== Instruction ==
Can you print every record below exactly as written?

* * *

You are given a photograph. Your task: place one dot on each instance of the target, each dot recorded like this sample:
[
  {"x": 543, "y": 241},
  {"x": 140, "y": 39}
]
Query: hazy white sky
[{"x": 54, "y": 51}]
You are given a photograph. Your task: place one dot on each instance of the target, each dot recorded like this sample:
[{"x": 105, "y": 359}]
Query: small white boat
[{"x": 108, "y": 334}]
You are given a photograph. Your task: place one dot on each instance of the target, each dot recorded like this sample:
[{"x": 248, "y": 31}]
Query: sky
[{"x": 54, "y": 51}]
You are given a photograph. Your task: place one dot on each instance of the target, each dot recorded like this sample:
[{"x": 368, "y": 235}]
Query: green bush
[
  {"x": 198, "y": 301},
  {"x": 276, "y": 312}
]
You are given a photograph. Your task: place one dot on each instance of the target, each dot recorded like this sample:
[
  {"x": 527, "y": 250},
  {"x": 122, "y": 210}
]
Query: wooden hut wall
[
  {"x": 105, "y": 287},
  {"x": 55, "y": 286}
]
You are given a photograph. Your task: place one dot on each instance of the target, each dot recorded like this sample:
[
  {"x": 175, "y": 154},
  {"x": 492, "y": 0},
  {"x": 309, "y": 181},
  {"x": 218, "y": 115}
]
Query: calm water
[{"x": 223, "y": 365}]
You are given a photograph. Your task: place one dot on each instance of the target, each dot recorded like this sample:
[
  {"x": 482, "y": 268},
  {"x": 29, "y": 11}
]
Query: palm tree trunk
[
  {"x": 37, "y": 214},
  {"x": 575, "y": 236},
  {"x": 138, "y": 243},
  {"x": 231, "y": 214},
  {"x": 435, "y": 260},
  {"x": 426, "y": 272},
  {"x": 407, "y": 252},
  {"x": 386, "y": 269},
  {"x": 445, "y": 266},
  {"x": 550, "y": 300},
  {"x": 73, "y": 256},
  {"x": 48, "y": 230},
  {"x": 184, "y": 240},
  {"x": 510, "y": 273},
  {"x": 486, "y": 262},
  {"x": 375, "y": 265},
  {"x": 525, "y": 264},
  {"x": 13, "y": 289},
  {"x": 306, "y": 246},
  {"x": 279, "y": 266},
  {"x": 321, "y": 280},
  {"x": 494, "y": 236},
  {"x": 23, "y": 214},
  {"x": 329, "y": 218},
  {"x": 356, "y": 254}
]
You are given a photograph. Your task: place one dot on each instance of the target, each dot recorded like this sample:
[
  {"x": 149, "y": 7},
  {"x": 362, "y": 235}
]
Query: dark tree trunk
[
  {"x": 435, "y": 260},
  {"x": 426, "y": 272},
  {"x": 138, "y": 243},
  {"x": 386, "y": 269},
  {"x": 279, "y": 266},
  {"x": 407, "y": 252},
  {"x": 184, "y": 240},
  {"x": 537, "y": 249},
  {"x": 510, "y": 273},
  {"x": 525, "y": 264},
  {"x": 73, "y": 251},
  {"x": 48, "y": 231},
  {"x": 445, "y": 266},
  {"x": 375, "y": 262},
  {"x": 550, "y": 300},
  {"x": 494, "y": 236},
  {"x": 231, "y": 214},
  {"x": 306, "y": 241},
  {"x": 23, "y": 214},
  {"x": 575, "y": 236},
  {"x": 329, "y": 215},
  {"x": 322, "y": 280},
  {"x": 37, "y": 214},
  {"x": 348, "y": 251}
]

* * *

== Written answer ==
You are given a photograph. Your task: place one dot on each instance of the target, each dot recorded like this sample:
[
  {"x": 543, "y": 241},
  {"x": 140, "y": 39}
]
Query: hazy white sky
[{"x": 54, "y": 51}]
You are given a photograph. Your task: place one dot on each instance of the target, each dot recorded like this sample:
[{"x": 105, "y": 359}]
Query: small white boat
[{"x": 108, "y": 334}]
You are given a photograph. Your task: place one dot on each instance of the target, each dot recorded like this sample:
[{"x": 248, "y": 31}]
Query: sky
[{"x": 54, "y": 51}]
You are given a photograph. Your task: place one dot on each instance of the target, each dot recorded like this sample:
[{"x": 368, "y": 235}]
Query: green bush
[
  {"x": 198, "y": 301},
  {"x": 276, "y": 312}
]
You are given a photograph. Your task: place one dot on each instance of the target, each dot recorded like this sample:
[
  {"x": 527, "y": 250},
  {"x": 122, "y": 210}
]
Query: wooden hut wall
[
  {"x": 105, "y": 287},
  {"x": 55, "y": 286}
]
You are given a photograph. Your task: place one dot on each instance of the target, each dot recorded like this sample:
[
  {"x": 175, "y": 154},
  {"x": 492, "y": 0},
  {"x": 309, "y": 181},
  {"x": 218, "y": 115}
]
Query: calm water
[{"x": 223, "y": 365}]
You are given a photograph. Your task: place one dot on each instance of the target, each dot recorded like this sample:
[
  {"x": 482, "y": 268},
  {"x": 29, "y": 11}
]
Query: palm tree trunk
[
  {"x": 37, "y": 214},
  {"x": 575, "y": 236},
  {"x": 138, "y": 243},
  {"x": 231, "y": 214},
  {"x": 435, "y": 260},
  {"x": 426, "y": 272},
  {"x": 407, "y": 252},
  {"x": 386, "y": 269},
  {"x": 445, "y": 266},
  {"x": 550, "y": 300},
  {"x": 73, "y": 256},
  {"x": 48, "y": 230},
  {"x": 184, "y": 240},
  {"x": 510, "y": 273},
  {"x": 486, "y": 262},
  {"x": 375, "y": 265},
  {"x": 525, "y": 264},
  {"x": 13, "y": 289},
  {"x": 306, "y": 246},
  {"x": 279, "y": 266},
  {"x": 321, "y": 280},
  {"x": 494, "y": 236},
  {"x": 23, "y": 214},
  {"x": 329, "y": 218},
  {"x": 356, "y": 254}
]
You are given a photograph. Your task: place one dot on each instance of the target, each dot recorded like this sample:
[
  {"x": 149, "y": 7},
  {"x": 362, "y": 235}
]
Query: dark tree trunk
[
  {"x": 435, "y": 260},
  {"x": 426, "y": 272},
  {"x": 138, "y": 243},
  {"x": 386, "y": 269},
  {"x": 279, "y": 266},
  {"x": 407, "y": 252},
  {"x": 184, "y": 240},
  {"x": 537, "y": 249},
  {"x": 510, "y": 273},
  {"x": 525, "y": 264},
  {"x": 73, "y": 251},
  {"x": 48, "y": 231},
  {"x": 445, "y": 266},
  {"x": 375, "y": 262},
  {"x": 550, "y": 300},
  {"x": 494, "y": 236},
  {"x": 231, "y": 214},
  {"x": 306, "y": 241},
  {"x": 23, "y": 214},
  {"x": 575, "y": 236},
  {"x": 329, "y": 215},
  {"x": 322, "y": 280},
  {"x": 37, "y": 214},
  {"x": 348, "y": 251}
]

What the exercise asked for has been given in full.